### JOBS
a) In the article on Gary's 1972 National Black Political Convention, why does the convention stand apart from the usual cycle of party conventions?
b) Resume the article on Gary's 1972 National Black Political Convention from the point where it stops.

### EXCERPTED TEXT
-.-.-
Gary’s National Black Political Convention, 40 years on

Gary’s National Black Political Convention, 40 years on

WBEZ brings you fact-based news and information. Sign up for our newsletters to stay up to date on the stories that matter.
Rev. Jesse Jackson Sr. marches into the National Black Political Convention in Gary, Ind. in 1972. (Gene Pesek/Chicago Sun-Times)

In a few months Republicans and Democrats will hold their respective conventions to officially nominate candidates for president. While it’s a forgone conclusion that President Barack Obama will be the Democrats’ pick, no fewer than four Republicans candidates are still fighting it out at the polls.

While the cycle of party conventions seems to go back, unbroken, for many decades, there are a few instances when major political meetings interrupted the more predictable schedule of events.

One of these occurred 40 years ago this week in Gary, Ind. For three days beginning March 10, 1972, the Steel City hosted the National Black Political Convention. Some say this independent meeting forged a path forward for African-American politics, one that remains open to this day.

The event took place in the gym at Gary’s West Side High School, which is now called West Side Leadership Academy. These days the gym hosts high school basketball tournaments — sometimes packed with thousands of fans, parents and players. But Lonnie Randolph, a veteran state senator from neighboring East Chicago, remembers how the gym looked during the black political convention of 1972, and how excited he was to be part of the historic event.
-.-.-
### SUPPLIED INFORMATION
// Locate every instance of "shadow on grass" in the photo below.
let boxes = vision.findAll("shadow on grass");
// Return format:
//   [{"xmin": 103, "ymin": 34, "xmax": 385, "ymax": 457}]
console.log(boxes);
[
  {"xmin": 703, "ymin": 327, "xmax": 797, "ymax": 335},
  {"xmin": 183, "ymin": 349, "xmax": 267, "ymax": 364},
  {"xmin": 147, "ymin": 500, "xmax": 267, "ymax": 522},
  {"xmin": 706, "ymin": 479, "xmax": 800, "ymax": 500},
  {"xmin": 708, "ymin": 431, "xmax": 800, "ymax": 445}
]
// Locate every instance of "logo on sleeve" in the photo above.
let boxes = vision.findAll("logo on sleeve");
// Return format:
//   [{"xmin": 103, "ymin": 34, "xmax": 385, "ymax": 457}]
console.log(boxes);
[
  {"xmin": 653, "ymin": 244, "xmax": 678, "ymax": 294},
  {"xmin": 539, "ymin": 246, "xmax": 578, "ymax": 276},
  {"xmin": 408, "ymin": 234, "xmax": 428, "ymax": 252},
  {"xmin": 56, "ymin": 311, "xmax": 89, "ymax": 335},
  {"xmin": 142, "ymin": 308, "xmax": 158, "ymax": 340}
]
-.-.-
### RESULTS
a) It was an independent meeting rather than a Republican or Democratic party convention. That makes it one of the few major political meetings that interrupted the otherwise predictable schedule of conventions that seems to run unbroken for many decades.

b)
“You hear and read about the national conventions and all that, but to have one in your own backyard, especially for the first-time gathering of African-Americans,” Randolph said.

The overriding mission: unity

The National Black Political Convention attracted approximately 8,000 people from across the United States. Their mission was to establish a unified political agenda that would address poverty, unemployment and blacks’ lack of clout within the Republican and Democratic parties.

Some made impassioned pleas for African-American political and economic freedom following tumultuous events of the ’60s, such as the violence in Selma, Alabama, the passage of the Voting Rights Act, and the deaths of major figures like Martin Luther King Jr. and Malcolm X.

The Rev. Jesse Jackson Sr. at the National Black Political Convention in Gary, Ind. (Gene Pesek/Chicago Sun-Times)
Some of the biggest names in the civil rights movement came to lend their voices in Gary, including the Rev. Jesse Jackson Sr.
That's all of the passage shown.